CHALLENGE
Look below for the line containing "For this evaluation, locate the brown". Output it and each remaining line of the entries exactly, and nothing else.

EXCERPTED RECORDS
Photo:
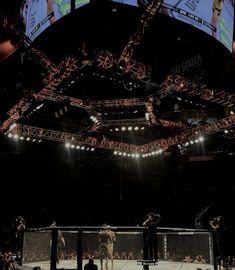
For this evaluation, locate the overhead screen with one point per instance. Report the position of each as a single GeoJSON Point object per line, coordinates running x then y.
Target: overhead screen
{"type": "Point", "coordinates": [37, 15]}
{"type": "Point", "coordinates": [215, 17]}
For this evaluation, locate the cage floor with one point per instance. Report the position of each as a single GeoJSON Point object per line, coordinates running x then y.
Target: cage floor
{"type": "Point", "coordinates": [123, 265]}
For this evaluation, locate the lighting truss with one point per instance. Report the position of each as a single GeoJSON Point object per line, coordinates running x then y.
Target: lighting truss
{"type": "Point", "coordinates": [105, 143]}
{"type": "Point", "coordinates": [127, 53]}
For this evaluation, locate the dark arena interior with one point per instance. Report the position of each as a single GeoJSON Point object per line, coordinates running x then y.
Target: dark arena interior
{"type": "Point", "coordinates": [114, 111]}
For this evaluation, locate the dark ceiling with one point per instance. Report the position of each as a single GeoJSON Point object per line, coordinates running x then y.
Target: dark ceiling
{"type": "Point", "coordinates": [84, 187]}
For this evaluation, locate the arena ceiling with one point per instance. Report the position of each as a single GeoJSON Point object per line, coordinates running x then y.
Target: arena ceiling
{"type": "Point", "coordinates": [178, 107]}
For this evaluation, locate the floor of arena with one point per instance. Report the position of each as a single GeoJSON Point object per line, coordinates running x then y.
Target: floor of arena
{"type": "Point", "coordinates": [124, 265]}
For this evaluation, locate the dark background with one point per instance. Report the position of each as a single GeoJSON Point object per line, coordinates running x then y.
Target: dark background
{"type": "Point", "coordinates": [45, 182]}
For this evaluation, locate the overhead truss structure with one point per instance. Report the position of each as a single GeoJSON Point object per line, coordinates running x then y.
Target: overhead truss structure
{"type": "Point", "coordinates": [161, 144]}
{"type": "Point", "coordinates": [122, 65]}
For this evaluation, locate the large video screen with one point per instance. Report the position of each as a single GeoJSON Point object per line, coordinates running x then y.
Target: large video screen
{"type": "Point", "coordinates": [37, 15]}
{"type": "Point", "coordinates": [215, 17]}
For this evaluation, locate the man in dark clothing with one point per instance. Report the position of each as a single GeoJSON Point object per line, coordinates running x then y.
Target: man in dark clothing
{"type": "Point", "coordinates": [90, 265]}
{"type": "Point", "coordinates": [150, 237]}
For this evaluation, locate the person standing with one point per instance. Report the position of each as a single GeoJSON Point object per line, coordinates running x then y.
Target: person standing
{"type": "Point", "coordinates": [90, 265]}
{"type": "Point", "coordinates": [150, 237]}
{"type": "Point", "coordinates": [106, 239]}
{"type": "Point", "coordinates": [219, 227]}
{"type": "Point", "coordinates": [60, 242]}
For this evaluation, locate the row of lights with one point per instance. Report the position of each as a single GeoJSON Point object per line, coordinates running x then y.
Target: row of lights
{"type": "Point", "coordinates": [129, 128]}
{"type": "Point", "coordinates": [137, 155]}
{"type": "Point", "coordinates": [79, 147]}
{"type": "Point", "coordinates": [17, 137]}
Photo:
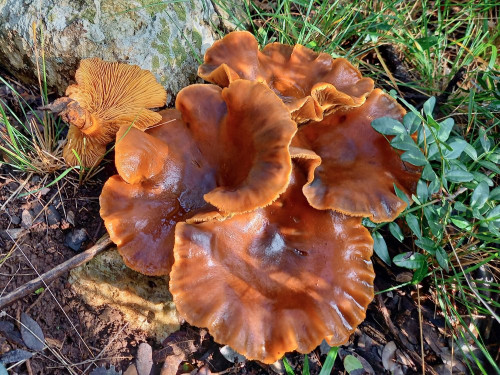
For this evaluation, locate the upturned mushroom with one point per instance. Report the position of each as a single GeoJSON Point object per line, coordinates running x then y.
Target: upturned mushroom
{"type": "Point", "coordinates": [358, 168]}
{"type": "Point", "coordinates": [279, 278]}
{"type": "Point", "coordinates": [224, 149]}
{"type": "Point", "coordinates": [106, 96]}
{"type": "Point", "coordinates": [311, 84]}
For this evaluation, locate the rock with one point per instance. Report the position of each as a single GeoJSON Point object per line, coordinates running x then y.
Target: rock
{"type": "Point", "coordinates": [144, 301]}
{"type": "Point", "coordinates": [75, 238]}
{"type": "Point", "coordinates": [16, 220]}
{"type": "Point", "coordinates": [13, 233]}
{"type": "Point", "coordinates": [144, 360]}
{"type": "Point", "coordinates": [27, 219]}
{"type": "Point", "coordinates": [163, 37]}
{"type": "Point", "coordinates": [53, 216]}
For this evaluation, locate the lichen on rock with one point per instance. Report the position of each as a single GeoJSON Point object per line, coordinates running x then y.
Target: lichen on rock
{"type": "Point", "coordinates": [167, 39]}
{"type": "Point", "coordinates": [144, 301]}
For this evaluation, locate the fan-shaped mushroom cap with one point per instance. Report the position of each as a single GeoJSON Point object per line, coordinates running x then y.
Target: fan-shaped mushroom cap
{"type": "Point", "coordinates": [358, 166]}
{"type": "Point", "coordinates": [277, 279]}
{"type": "Point", "coordinates": [108, 95]}
{"type": "Point", "coordinates": [310, 84]}
{"type": "Point", "coordinates": [225, 147]}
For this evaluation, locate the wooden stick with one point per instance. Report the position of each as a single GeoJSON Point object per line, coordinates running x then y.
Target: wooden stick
{"type": "Point", "coordinates": [55, 272]}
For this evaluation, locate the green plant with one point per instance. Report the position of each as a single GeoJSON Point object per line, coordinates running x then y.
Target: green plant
{"type": "Point", "coordinates": [455, 217]}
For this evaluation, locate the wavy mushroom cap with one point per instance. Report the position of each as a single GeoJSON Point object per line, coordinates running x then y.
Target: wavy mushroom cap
{"type": "Point", "coordinates": [226, 148]}
{"type": "Point", "coordinates": [311, 84]}
{"type": "Point", "coordinates": [358, 167]}
{"type": "Point", "coordinates": [108, 95]}
{"type": "Point", "coordinates": [277, 279]}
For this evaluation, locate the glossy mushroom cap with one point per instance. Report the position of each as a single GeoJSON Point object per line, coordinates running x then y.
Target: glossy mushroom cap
{"type": "Point", "coordinates": [226, 148]}
{"type": "Point", "coordinates": [311, 84]}
{"type": "Point", "coordinates": [358, 166]}
{"type": "Point", "coordinates": [277, 279]}
{"type": "Point", "coordinates": [107, 96]}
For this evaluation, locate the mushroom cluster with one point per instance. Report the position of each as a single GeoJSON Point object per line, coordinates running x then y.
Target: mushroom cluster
{"type": "Point", "coordinates": [251, 196]}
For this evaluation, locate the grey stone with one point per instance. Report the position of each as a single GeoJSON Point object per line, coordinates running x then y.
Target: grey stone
{"type": "Point", "coordinates": [167, 38]}
{"type": "Point", "coordinates": [75, 238]}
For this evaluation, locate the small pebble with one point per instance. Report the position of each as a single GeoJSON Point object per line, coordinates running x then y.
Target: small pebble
{"type": "Point", "coordinates": [27, 219]}
{"type": "Point", "coordinates": [70, 217]}
{"type": "Point", "coordinates": [144, 360]}
{"type": "Point", "coordinates": [75, 239]}
{"type": "Point", "coordinates": [53, 216]}
{"type": "Point", "coordinates": [13, 233]}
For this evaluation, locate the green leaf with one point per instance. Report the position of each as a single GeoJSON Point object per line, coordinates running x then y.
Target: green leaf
{"type": "Point", "coordinates": [471, 151]}
{"type": "Point", "coordinates": [404, 142]}
{"type": "Point", "coordinates": [460, 222]}
{"type": "Point", "coordinates": [459, 175]}
{"type": "Point", "coordinates": [411, 122]}
{"type": "Point", "coordinates": [480, 195]}
{"type": "Point", "coordinates": [330, 360]}
{"type": "Point", "coordinates": [428, 173]}
{"type": "Point", "coordinates": [401, 195]}
{"type": "Point", "coordinates": [459, 206]}
{"type": "Point", "coordinates": [409, 260]}
{"type": "Point", "coordinates": [412, 222]}
{"type": "Point", "coordinates": [445, 129]}
{"type": "Point", "coordinates": [495, 194]}
{"type": "Point", "coordinates": [288, 368]}
{"type": "Point", "coordinates": [427, 244]}
{"type": "Point", "coordinates": [457, 145]}
{"type": "Point", "coordinates": [489, 165]}
{"type": "Point", "coordinates": [426, 43]}
{"type": "Point", "coordinates": [388, 126]}
{"type": "Point", "coordinates": [396, 231]}
{"type": "Point", "coordinates": [434, 187]}
{"type": "Point", "coordinates": [305, 370]}
{"type": "Point", "coordinates": [415, 157]}
{"type": "Point", "coordinates": [419, 273]}
{"type": "Point", "coordinates": [429, 106]}
{"type": "Point", "coordinates": [351, 363]}
{"type": "Point", "coordinates": [422, 191]}
{"type": "Point", "coordinates": [483, 138]}
{"type": "Point", "coordinates": [494, 215]}
{"type": "Point", "coordinates": [380, 248]}
{"type": "Point", "coordinates": [442, 258]}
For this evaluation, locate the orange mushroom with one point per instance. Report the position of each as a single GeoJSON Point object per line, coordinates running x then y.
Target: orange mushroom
{"type": "Point", "coordinates": [226, 148]}
{"type": "Point", "coordinates": [107, 96]}
{"type": "Point", "coordinates": [358, 166]}
{"type": "Point", "coordinates": [276, 279]}
{"type": "Point", "coordinates": [311, 85]}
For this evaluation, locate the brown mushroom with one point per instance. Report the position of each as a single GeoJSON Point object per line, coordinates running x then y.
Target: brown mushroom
{"type": "Point", "coordinates": [311, 84]}
{"type": "Point", "coordinates": [222, 147]}
{"type": "Point", "coordinates": [358, 167]}
{"type": "Point", "coordinates": [107, 96]}
{"type": "Point", "coordinates": [277, 279]}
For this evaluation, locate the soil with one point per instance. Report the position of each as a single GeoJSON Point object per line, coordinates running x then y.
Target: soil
{"type": "Point", "coordinates": [34, 237]}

RESPONSE TO THIS EXERCISE
For this evaluation, locate the brown mushroom with one point per instance. Report the position of each as a single GeoJSON Point object per line, coordinates running x then y.
Target: brown mushroom
{"type": "Point", "coordinates": [311, 84]}
{"type": "Point", "coordinates": [222, 147]}
{"type": "Point", "coordinates": [358, 167]}
{"type": "Point", "coordinates": [107, 96]}
{"type": "Point", "coordinates": [277, 279]}
For this evaluation, locate the soil with one point per instance. Report the position of each as a single GeoJSON Point object per line, coordinates running x then y.
Target: soil
{"type": "Point", "coordinates": [34, 237]}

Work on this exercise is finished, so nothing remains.